**Extracted text:**
In the conclusion to Reinventing Collapse, Dmitry Orlov says, “I have worked very hard to write a book on an important but seriously depressing subject that’s nevertheless fun to read.” Thanks to a lively inductive faculty, a fast-paced narrative structure, and a Saharan sense of humor, he has succeeded in the extreme. On the other hand, I almost always enjoy reading dire predictions about what will happen when the oil runs out. So maybe I’m predisposed to find this book a gas.
But how, you might ask, do collapse and its reinvention intersect with the trike lane? Well, Orlov has lots to say about transportation in the post-cheap-oil age. In a speech given in 2009 in San Francisco, Orlov asked, “So, what can we do to get our…missions accomplished in spite of chronic fuel shortages? The most obvious idea, of course, is to not use any fuel. Bicycles, and cargo bikes in particular, are an excellent adaptation.” He also suggests that those interested in retaining the ability to haul heavy stuff (without stooping to pushing shopping carts) “start breeding donkeys. Horses are finicky and expensive, but donkeys can be very cost-effective and make good pack animals.” (His other recommendation in the fuel-free category is the sailboat. The Brooklyn-based Mast Brothers have gotten out in front on that one: This past June they hauled 20 tons of cacao beans from the Dominican Republic to Red Hook by cargo sailboat.)

**Records:**
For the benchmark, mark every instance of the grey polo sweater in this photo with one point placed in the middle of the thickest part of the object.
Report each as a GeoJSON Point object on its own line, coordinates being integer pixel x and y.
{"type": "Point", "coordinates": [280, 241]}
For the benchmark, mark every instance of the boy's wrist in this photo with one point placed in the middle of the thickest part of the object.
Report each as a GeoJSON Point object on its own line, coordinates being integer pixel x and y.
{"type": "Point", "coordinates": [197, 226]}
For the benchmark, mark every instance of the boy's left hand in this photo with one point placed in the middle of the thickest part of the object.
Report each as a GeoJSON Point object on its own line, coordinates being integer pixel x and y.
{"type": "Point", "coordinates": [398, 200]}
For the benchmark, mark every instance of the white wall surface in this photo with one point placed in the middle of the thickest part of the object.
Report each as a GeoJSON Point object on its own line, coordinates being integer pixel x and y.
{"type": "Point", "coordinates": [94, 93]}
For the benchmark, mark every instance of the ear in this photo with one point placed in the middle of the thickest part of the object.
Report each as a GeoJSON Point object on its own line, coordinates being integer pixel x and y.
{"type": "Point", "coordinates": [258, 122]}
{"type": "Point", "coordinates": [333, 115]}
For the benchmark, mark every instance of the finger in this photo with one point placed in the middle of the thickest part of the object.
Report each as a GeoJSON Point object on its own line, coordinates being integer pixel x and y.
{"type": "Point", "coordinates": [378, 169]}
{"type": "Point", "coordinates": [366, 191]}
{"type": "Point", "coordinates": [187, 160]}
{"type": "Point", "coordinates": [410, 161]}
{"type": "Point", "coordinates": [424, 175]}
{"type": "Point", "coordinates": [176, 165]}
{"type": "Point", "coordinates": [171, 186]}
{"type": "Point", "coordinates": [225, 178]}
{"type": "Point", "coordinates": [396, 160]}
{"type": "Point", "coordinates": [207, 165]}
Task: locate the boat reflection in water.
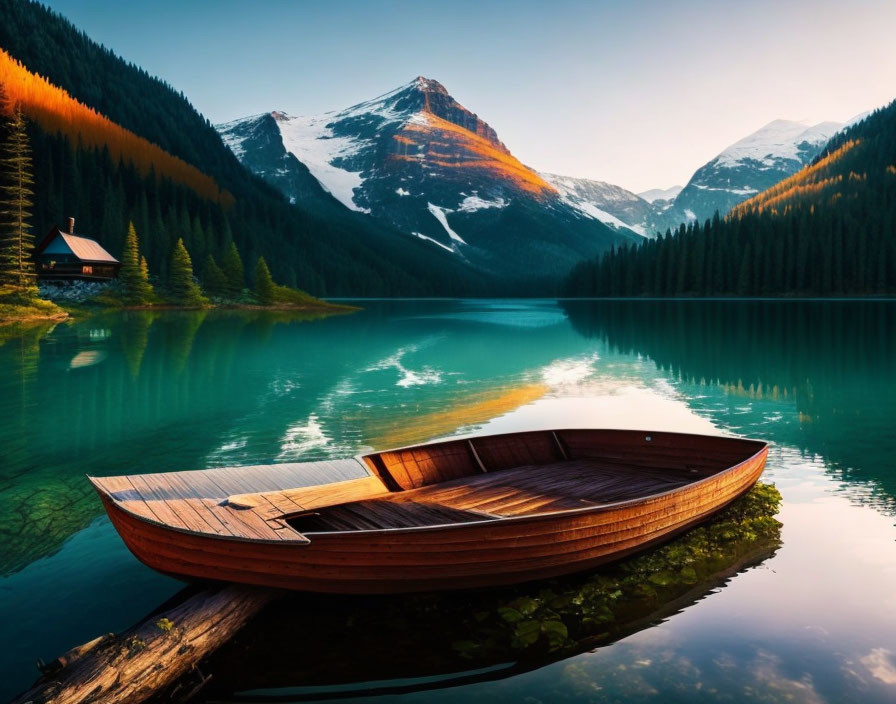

**The task:**
From the review of Reinventing Collapse above, write out the passage between "In the conclusion" and "book a gas.", inclusive, word for word.

**Exercise result:**
In the conclusion to Reinventing Collapse, Dmitry Orlov says, “I have worked very hard to write a book on an important but seriously depressing subject that’s nevertheless fun to read.” Thanks to a lively inductive faculty, a fast-paced narrative structure, and a Saharan sense of humor, he has succeeded in the extreme. On the other hand, I almost always enjoy reading dire predictions about what will happen when the oil runs out. So maybe I’m predisposed to find this book a gas.